- **Exercise requirements**: Reproduce the records below line for line, without changing a single character.

BEGIN Excerpted records

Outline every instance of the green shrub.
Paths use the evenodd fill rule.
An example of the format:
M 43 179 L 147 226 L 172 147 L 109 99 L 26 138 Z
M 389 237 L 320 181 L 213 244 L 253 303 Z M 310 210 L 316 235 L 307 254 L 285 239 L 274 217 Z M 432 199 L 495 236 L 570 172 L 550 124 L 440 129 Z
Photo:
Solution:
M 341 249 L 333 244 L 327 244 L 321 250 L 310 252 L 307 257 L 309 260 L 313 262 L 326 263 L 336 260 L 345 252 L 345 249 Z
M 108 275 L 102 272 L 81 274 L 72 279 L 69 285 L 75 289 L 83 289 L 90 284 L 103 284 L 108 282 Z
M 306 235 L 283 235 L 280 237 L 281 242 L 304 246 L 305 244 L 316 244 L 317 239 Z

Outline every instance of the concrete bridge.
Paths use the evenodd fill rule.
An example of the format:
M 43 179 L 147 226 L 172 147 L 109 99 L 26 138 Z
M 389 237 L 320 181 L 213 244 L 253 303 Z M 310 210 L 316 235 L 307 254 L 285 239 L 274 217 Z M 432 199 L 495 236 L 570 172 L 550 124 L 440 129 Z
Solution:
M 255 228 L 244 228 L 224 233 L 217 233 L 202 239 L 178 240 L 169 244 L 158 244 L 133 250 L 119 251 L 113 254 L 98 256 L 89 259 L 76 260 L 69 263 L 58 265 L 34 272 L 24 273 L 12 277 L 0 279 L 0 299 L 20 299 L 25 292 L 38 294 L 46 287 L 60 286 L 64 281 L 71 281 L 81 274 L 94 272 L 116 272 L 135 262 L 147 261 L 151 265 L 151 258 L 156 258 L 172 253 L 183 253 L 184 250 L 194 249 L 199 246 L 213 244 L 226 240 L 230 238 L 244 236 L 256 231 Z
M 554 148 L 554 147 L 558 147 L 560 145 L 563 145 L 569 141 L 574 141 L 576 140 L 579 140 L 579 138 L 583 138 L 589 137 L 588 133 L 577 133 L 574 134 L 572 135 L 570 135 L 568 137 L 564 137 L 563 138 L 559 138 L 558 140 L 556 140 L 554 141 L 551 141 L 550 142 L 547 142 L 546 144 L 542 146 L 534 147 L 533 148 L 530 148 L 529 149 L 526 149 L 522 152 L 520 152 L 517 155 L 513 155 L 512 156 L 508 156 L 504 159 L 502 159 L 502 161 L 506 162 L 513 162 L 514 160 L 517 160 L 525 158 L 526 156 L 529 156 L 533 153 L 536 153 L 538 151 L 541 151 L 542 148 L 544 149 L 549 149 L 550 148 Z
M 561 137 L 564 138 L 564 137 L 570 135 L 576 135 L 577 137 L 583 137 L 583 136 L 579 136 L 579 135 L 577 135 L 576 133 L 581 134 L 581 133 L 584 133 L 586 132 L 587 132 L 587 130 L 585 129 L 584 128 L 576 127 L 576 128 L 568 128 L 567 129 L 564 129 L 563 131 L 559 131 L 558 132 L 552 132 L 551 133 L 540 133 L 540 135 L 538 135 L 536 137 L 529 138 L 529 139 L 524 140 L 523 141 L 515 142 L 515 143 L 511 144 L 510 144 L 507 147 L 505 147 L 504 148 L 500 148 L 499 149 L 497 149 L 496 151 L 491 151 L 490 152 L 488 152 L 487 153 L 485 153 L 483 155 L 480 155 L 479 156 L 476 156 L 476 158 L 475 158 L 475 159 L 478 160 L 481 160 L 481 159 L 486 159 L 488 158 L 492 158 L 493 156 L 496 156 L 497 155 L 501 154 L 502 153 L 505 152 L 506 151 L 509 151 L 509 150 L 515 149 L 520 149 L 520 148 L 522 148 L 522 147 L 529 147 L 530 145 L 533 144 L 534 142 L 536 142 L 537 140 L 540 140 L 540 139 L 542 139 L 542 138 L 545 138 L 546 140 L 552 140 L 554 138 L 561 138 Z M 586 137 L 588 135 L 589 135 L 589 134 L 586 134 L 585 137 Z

END Excerpted records

- **Response**:
Outline every instance of the green shrub.
Paths use the evenodd fill rule.
An example of the format:
M 43 179 L 147 226 L 172 147 L 109 99 L 26 138 Z
M 389 237 L 320 181 L 213 244 L 253 303 Z M 310 210 L 316 235 L 307 254 L 285 239 L 274 217 Z M 432 199 L 495 236 L 570 172 L 550 124 L 440 129 Z
Photo:
Solution:
M 341 249 L 333 244 L 327 244 L 321 250 L 310 252 L 307 257 L 309 260 L 313 262 L 326 263 L 336 260 L 345 252 L 345 249 Z
M 108 275 L 102 272 L 81 274 L 72 279 L 69 285 L 75 289 L 83 289 L 90 284 L 103 284 L 108 282 Z
M 306 235 L 283 235 L 280 237 L 281 242 L 304 246 L 305 244 L 316 244 L 317 239 Z

Outline every instance of the concrete bridge.
Paths use the evenodd fill rule.
An example of the format:
M 43 179 L 147 226 L 172 147 L 109 99 L 26 138 Z
M 389 237 L 320 181 L 213 244 L 253 303 Z M 310 210 L 316 235 L 307 254 L 285 239 L 274 217 Z M 432 199 L 495 236 L 570 172 L 550 124 L 440 129 Z
Solution:
M 255 228 L 244 228 L 224 233 L 217 233 L 202 239 L 178 240 L 169 244 L 158 244 L 133 250 L 119 251 L 113 254 L 98 256 L 89 259 L 76 260 L 69 263 L 58 265 L 34 272 L 24 273 L 12 277 L 0 279 L 0 299 L 20 299 L 25 292 L 38 294 L 46 287 L 60 286 L 64 281 L 71 281 L 81 274 L 94 272 L 116 272 L 135 262 L 147 261 L 151 265 L 151 258 L 156 258 L 172 253 L 183 253 L 184 250 L 194 249 L 199 246 L 213 244 L 226 240 L 230 238 L 244 236 L 256 231 Z
M 554 148 L 554 147 L 558 147 L 560 145 L 563 145 L 569 141 L 574 141 L 576 140 L 579 140 L 579 138 L 583 138 L 589 137 L 588 133 L 577 133 L 574 134 L 572 135 L 570 135 L 568 137 L 564 137 L 563 138 L 559 138 L 558 140 L 556 140 L 554 141 L 551 141 L 550 142 L 547 142 L 546 144 L 542 146 L 534 147 L 533 148 L 530 148 L 529 149 L 526 149 L 522 152 L 520 152 L 517 155 L 513 155 L 512 156 L 508 156 L 504 159 L 502 159 L 502 161 L 506 162 L 513 162 L 514 160 L 517 160 L 525 158 L 526 156 L 529 156 L 533 153 L 536 153 L 538 151 L 541 151 L 542 148 L 544 149 L 549 149 L 550 148 Z
M 561 137 L 564 138 L 564 137 L 570 135 L 576 135 L 577 137 L 583 137 L 583 136 L 579 136 L 579 135 L 577 135 L 576 133 L 581 134 L 581 133 L 584 133 L 586 132 L 587 132 L 587 130 L 585 129 L 584 128 L 576 127 L 576 128 L 568 128 L 567 129 L 564 129 L 563 131 L 559 131 L 558 132 L 552 132 L 551 133 L 540 133 L 540 135 L 538 135 L 536 137 L 529 138 L 529 139 L 524 140 L 523 141 L 515 142 L 515 143 L 511 144 L 510 144 L 507 147 L 505 147 L 504 148 L 500 148 L 499 149 L 497 149 L 496 151 L 491 151 L 490 152 L 488 152 L 487 153 L 485 153 L 483 155 L 480 155 L 479 156 L 476 156 L 476 158 L 475 158 L 475 159 L 478 160 L 481 160 L 481 159 L 486 159 L 488 158 L 492 158 L 493 156 L 496 156 L 497 155 L 501 154 L 502 153 L 505 152 L 506 151 L 509 151 L 509 150 L 515 149 L 520 149 L 520 148 L 522 148 L 522 147 L 529 147 L 530 145 L 533 144 L 534 142 L 536 142 L 537 140 L 540 140 L 540 139 L 542 139 L 542 138 L 545 138 L 546 140 L 552 140 L 554 138 L 561 138 Z M 586 137 L 588 135 L 589 135 L 589 134 L 586 134 L 585 137 Z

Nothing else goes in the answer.